***** Exercise input *****

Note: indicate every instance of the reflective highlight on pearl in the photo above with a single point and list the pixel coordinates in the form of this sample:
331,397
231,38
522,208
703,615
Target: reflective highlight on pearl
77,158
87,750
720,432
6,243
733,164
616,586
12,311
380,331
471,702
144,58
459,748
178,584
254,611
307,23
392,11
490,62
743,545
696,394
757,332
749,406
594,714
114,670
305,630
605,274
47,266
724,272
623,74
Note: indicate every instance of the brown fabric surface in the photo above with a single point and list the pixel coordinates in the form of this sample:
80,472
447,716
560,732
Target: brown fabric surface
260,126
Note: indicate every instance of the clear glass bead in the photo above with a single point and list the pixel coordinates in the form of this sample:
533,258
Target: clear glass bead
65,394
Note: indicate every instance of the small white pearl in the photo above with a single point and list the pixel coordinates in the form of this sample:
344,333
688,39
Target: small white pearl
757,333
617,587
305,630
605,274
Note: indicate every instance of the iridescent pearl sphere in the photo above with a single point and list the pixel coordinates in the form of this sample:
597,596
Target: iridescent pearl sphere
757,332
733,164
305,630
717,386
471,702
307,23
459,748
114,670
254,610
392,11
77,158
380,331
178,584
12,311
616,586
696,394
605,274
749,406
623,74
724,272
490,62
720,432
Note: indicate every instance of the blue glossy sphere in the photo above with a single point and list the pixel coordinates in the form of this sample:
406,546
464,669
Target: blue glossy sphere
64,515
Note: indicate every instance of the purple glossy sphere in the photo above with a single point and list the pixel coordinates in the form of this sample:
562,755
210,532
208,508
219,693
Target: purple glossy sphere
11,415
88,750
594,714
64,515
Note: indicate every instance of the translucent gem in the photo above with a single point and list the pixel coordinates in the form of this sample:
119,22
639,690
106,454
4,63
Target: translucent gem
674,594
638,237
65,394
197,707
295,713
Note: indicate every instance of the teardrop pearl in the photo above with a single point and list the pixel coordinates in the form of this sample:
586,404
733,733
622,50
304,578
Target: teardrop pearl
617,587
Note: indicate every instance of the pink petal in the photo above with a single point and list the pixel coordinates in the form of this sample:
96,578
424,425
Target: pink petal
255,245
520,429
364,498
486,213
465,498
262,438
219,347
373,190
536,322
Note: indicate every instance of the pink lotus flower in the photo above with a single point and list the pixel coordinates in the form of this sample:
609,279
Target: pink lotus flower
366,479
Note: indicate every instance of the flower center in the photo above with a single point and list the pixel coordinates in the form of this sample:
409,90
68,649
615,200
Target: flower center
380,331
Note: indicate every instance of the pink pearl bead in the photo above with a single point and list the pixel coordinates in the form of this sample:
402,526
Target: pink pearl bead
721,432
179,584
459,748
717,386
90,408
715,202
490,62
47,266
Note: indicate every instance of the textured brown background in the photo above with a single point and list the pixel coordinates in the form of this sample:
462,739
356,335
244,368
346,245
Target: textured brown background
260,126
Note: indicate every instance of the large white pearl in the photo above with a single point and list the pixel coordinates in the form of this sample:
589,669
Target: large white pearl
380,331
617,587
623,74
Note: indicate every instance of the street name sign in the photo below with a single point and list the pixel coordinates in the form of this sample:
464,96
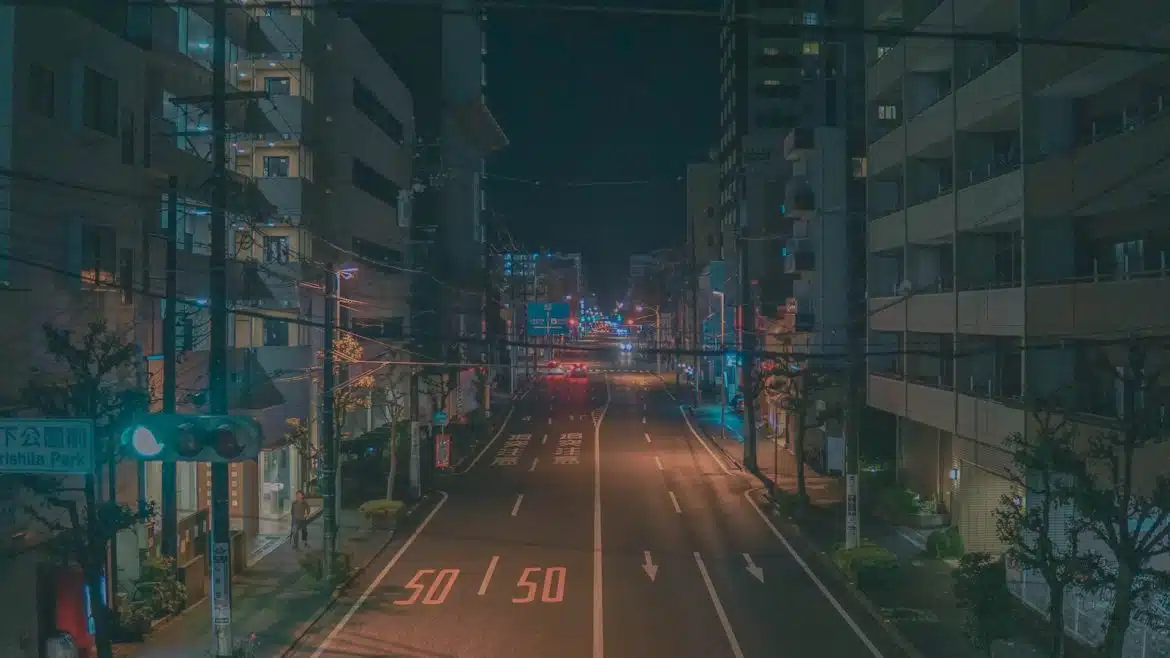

*****

→ Stated exercise
Revise the lines above so that every occurrence of "single point" becomes "single dot", leaving everything else unchanged. Omit the pictures from your answer.

→ Solution for this exercise
Note: indicate every instance of the reflective highlight on pearl in the photo above with a single dot and list the pixel coordinates in the form of this sample:
331,397
231,38
522,208
703,615
Target: reflective highlight on pearl
77,158
87,750
720,432
6,243
733,164
616,586
12,311
380,331
471,702
144,58
459,748
178,584
254,611
307,23
392,11
490,62
743,545
696,394
757,332
749,406
594,714
114,670
305,630
605,274
47,266
724,272
623,74
Note: indicate every instance of the brown fabric surface in the photo above with a single dot and list the pixel coordinates in the form of this sample:
80,472
447,716
560,732
Target: brown fabric surface
260,126
Note: indicate every instance of the clear glass bead in the photo above with a single dot and list the pixel coordinates in the form of this sample:
533,258
Target: clear glass bead
65,394
Note: indicate every instance of the small white pearl in the photo above with a single dot and list the pixel coordinates in the form of this sample:
344,333
688,39
Target: small white pearl
757,333
617,587
305,630
605,274
Note: indicate every instance of the iridescent pearl sphere in the photo above with a single dot and list the pixel coordinates in the form of this sample:
597,596
Target: iridescent pearl sphere
757,332
733,164
305,630
717,386
471,702
307,23
459,748
114,670
254,610
392,11
77,158
380,331
178,584
12,311
616,586
696,394
605,274
749,406
623,74
724,272
490,62
720,432
Note: indicate every instance of the blue glossy sphere in the photo above with a single dot and list the pixel coordinates in the form of this sample:
406,546
464,669
Target: blue glossy sphere
64,515
Note: indicate every instance of the purple glossy sphere in the photo above with a single dot and list the pixel coordinates in the form of this sample:
562,755
210,532
208,508
219,693
Target: purple glossy sphere
11,415
88,750
594,714
64,515
Note: indicate every instance of the translucent gem in the photo above with a single dot and list the pixel coordinates in the form of this sample:
119,22
639,690
106,454
4,63
Target: translucent gem
674,594
638,237
65,394
197,707
295,713
Note: indicate every instance of the teardrop pearl in the photo above with a single dot and list the pixel coordinates in the form of this sample:
586,404
733,733
622,50
304,578
Target: teardrop pearl
617,587
Note: indicate every instance of the pink petal in the photo above with a single dot and list the pixel coordinates in the form of this sample:
96,578
424,425
Target: pink petal
255,245
520,429
364,498
486,213
465,498
262,438
219,347
373,190
536,322
Note: indicate every instance of the pink lotus flower in the photo above with a single dot and list the pixel coordinates in the form of this sample:
609,279
Target: pink lotus flower
366,479
Note: indicate every instance of the flower center in the photo above with a single dot and list the pixel coordinates in the form of this sample:
409,90
68,649
615,200
Target: flower center
380,331
Note: indicate every instance of the pink pearl bead in the photo above with a single dot and list the pixel coordinates in the form of this sample:
402,526
Target: pink pearl bead
721,432
179,584
459,748
717,386
90,408
715,202
490,62
47,266
Note: indicate every instance of the textured brown background in the photo above with a single dot and list the pixel coordinates in the form of this sample:
462,739
356,335
244,368
346,245
Target: textured brown background
260,126
Note: indicate every instance of the large white pearl in the photo above with a single dot and list the pixel coordinates in the form of this sample:
589,669
Target: large white pearl
380,331
617,587
623,74
Note: indicate every instance of the street name sign in the photo below with a single dot and list the pixel coordinates in the form of this sample:
464,96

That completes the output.